▶ _Exercise_:
From the line with "of the trailing" to the final line of the records, every line is to be duplicated exactly, both of those lines included.

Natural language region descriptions
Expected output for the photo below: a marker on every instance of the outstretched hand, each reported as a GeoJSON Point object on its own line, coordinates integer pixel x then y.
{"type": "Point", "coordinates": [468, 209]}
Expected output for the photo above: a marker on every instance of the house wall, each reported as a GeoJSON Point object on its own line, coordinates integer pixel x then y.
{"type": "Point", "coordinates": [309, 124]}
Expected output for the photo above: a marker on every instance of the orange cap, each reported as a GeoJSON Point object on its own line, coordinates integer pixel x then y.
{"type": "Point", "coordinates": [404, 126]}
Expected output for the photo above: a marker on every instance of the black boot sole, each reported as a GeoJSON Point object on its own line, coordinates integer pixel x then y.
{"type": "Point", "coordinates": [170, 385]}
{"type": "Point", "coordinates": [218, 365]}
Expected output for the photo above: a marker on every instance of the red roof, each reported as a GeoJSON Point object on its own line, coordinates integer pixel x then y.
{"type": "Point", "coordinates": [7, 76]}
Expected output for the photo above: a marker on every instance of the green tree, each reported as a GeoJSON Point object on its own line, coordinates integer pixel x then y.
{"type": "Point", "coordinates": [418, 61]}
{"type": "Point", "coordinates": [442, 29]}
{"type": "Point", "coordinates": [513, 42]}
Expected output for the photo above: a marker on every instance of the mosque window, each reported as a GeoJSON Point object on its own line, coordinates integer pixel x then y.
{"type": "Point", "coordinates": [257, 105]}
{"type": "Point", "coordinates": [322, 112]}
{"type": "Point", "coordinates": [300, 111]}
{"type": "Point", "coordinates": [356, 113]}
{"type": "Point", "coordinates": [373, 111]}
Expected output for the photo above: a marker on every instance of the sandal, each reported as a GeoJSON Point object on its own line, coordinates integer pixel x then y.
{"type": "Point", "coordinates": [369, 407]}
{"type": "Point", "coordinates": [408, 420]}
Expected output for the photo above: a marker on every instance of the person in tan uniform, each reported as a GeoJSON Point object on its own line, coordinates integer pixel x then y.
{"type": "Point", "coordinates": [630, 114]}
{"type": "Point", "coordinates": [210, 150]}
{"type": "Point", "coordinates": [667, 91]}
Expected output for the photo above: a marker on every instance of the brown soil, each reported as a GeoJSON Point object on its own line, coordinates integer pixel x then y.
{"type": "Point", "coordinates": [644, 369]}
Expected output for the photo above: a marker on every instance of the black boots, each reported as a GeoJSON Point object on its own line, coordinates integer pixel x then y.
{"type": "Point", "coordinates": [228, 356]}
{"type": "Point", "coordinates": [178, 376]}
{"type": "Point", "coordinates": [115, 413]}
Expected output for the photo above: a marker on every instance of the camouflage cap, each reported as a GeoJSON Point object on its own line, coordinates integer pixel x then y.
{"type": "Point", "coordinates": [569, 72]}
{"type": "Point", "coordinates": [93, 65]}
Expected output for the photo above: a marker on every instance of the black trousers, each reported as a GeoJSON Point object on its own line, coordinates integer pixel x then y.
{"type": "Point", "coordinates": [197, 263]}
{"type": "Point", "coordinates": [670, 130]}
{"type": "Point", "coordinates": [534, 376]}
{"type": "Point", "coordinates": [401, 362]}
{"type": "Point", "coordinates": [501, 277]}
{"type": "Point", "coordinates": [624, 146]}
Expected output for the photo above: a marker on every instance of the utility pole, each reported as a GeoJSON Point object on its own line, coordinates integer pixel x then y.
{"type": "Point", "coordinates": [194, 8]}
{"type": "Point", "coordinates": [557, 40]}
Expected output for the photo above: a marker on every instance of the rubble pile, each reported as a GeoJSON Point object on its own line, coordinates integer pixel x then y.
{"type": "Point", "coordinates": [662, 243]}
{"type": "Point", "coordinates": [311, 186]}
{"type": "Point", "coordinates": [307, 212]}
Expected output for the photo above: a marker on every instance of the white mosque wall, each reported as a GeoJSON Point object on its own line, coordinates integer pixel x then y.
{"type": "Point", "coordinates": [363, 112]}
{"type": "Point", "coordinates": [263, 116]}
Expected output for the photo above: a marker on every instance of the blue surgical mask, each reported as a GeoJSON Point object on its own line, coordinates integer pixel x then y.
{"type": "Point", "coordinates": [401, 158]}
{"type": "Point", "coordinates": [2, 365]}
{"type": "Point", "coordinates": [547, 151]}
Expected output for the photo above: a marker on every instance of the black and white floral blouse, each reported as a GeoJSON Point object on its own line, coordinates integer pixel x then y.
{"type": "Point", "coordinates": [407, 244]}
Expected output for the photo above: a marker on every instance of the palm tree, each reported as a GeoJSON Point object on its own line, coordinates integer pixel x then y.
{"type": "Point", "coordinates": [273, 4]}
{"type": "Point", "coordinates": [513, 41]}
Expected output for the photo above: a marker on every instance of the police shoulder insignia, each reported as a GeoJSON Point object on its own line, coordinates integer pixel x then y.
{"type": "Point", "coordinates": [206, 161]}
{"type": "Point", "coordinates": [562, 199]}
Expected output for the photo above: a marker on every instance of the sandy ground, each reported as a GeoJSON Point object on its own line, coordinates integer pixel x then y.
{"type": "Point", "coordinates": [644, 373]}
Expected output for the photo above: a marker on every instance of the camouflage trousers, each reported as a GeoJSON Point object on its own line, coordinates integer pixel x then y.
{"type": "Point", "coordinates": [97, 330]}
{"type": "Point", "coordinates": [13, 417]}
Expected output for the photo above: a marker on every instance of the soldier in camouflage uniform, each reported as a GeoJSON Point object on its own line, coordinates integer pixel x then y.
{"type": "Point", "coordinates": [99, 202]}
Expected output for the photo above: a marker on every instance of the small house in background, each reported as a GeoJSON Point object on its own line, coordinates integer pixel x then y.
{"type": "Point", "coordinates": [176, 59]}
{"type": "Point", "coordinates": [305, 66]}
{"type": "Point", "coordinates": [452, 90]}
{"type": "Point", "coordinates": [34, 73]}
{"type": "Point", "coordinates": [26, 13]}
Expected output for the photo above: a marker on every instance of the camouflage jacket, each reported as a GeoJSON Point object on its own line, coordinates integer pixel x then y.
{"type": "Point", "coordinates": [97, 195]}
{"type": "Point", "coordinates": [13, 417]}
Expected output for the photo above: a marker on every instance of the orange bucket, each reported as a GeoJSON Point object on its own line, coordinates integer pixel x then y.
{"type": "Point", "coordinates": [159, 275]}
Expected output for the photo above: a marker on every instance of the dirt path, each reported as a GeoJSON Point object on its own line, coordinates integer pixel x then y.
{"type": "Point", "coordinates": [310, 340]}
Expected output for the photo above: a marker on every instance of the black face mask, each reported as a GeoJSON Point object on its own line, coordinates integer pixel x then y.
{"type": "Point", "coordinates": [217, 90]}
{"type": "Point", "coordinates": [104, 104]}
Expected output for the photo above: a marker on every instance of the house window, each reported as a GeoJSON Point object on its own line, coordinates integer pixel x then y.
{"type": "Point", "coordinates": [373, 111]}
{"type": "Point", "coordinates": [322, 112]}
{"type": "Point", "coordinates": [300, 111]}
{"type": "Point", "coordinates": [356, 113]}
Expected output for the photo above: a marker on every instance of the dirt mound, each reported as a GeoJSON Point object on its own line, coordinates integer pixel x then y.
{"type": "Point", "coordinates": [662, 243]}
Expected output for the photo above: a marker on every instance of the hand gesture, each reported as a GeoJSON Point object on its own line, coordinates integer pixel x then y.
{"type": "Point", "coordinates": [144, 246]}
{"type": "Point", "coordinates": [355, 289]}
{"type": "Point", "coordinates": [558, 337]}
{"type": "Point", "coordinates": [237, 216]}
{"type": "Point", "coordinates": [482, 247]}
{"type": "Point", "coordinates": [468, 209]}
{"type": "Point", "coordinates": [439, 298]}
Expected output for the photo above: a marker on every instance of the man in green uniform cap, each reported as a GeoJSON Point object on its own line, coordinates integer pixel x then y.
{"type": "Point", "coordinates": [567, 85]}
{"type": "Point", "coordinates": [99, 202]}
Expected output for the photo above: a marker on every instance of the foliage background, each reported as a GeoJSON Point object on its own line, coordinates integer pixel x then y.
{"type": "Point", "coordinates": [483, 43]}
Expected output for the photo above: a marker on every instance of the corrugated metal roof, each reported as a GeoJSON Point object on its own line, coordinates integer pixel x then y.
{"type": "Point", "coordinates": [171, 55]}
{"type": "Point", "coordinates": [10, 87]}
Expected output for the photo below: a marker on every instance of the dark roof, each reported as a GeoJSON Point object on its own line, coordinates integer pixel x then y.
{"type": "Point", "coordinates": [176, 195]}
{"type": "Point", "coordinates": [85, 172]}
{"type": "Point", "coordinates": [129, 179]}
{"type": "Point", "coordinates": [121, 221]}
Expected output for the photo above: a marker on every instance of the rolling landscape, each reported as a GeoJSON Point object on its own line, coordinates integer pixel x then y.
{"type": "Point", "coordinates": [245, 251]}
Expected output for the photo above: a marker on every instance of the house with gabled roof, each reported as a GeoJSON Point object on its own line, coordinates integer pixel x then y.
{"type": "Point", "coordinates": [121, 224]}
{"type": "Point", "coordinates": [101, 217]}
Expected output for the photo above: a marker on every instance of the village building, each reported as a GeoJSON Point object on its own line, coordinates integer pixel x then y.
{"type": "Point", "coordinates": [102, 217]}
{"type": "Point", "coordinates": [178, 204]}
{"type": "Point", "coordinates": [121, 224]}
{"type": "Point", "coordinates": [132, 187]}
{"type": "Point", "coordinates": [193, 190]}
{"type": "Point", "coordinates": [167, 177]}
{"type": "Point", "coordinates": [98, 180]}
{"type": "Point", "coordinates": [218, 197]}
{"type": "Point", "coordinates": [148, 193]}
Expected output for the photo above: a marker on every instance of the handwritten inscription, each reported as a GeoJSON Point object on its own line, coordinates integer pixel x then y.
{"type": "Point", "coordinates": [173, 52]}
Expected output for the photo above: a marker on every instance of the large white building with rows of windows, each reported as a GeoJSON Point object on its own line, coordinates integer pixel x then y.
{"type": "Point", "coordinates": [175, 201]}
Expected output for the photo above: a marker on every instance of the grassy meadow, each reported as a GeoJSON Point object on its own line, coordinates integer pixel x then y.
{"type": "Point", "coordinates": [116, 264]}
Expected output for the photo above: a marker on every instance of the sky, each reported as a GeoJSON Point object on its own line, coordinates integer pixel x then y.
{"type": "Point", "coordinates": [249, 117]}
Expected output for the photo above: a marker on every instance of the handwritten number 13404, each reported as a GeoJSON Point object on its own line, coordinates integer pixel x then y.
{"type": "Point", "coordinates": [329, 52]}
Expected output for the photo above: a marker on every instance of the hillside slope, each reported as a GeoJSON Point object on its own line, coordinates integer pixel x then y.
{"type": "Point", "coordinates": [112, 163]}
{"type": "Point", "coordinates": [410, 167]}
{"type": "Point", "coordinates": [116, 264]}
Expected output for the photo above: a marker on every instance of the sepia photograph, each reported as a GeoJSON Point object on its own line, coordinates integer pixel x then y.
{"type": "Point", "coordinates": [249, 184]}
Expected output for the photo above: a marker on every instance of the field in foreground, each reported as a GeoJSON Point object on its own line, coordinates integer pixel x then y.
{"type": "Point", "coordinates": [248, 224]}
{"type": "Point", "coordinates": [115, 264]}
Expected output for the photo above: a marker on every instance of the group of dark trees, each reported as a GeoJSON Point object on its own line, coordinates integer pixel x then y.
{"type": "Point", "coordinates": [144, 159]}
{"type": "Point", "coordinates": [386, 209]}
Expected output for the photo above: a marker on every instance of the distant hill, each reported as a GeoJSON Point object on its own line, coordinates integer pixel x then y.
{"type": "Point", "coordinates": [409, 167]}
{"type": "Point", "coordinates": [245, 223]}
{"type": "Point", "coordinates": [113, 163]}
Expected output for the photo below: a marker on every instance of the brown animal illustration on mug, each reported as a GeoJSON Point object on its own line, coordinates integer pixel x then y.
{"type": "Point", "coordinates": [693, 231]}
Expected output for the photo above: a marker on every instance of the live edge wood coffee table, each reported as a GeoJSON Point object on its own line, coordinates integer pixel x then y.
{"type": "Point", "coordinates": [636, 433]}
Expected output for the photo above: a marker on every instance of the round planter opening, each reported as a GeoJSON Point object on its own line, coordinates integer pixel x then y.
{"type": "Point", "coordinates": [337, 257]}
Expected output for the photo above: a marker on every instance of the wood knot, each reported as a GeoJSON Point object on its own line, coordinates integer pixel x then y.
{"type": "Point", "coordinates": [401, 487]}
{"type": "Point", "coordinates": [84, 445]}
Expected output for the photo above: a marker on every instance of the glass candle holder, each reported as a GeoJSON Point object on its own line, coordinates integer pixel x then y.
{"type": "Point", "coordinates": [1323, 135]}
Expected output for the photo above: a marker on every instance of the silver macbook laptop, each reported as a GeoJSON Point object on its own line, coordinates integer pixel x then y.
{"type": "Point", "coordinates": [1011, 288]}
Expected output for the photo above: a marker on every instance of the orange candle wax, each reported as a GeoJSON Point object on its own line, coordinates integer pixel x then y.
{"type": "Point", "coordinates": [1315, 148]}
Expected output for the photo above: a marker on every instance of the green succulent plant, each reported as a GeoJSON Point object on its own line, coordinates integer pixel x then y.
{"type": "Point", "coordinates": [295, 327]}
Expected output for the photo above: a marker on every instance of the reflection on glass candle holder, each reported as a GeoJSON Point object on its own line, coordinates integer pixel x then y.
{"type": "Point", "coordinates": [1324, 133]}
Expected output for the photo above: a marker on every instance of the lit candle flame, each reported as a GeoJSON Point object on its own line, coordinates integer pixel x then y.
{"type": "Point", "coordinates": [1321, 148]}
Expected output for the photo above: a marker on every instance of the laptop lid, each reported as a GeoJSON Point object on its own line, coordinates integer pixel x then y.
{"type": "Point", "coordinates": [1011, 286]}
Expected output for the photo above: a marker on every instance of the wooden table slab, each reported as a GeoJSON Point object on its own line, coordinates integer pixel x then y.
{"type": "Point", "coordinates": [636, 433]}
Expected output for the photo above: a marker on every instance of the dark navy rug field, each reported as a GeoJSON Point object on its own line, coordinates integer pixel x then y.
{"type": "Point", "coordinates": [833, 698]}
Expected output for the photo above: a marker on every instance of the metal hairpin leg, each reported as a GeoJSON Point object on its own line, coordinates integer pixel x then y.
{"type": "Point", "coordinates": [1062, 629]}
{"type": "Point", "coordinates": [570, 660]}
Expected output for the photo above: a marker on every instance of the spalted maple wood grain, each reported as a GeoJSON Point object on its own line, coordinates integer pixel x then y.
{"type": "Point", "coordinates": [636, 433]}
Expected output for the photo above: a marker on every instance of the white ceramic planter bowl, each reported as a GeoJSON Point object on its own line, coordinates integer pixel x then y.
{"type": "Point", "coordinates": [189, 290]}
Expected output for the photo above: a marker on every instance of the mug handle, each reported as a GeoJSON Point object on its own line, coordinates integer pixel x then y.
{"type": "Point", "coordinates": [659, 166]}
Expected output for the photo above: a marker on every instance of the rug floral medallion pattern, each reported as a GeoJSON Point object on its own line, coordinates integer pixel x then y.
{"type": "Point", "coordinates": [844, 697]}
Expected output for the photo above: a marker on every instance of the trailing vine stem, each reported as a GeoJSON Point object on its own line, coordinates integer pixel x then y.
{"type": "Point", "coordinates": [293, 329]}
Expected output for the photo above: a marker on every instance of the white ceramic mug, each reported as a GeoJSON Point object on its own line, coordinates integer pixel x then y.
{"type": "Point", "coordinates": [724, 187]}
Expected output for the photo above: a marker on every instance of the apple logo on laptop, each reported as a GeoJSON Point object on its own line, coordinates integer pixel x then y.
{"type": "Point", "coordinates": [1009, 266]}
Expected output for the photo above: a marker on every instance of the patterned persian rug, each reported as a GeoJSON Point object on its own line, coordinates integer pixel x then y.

▶ _Response_:
Expected output for the photo above: a marker on every instance of the trailing vine stem, each reported as a GeoJSON Point object on its own line, coordinates integer pixel x then y.
{"type": "Point", "coordinates": [293, 329]}
Expected output for the photo above: a marker on every instance of the white ceramic mug, each reported as a GeoJSON Point object on its own line, coordinates integer pixel x then y.
{"type": "Point", "coordinates": [724, 187]}
Expected output for the photo above: a marker on every instance of the apple logo on laptop, each reported as a GeoJSON Point object on its own line, coordinates integer pixel x then y.
{"type": "Point", "coordinates": [1009, 266]}
Expected output for the photo above: a marker on every instance of the patterned persian rug, each reported as a GeoJSON Point object on its own line, coordinates integer pixel x then y.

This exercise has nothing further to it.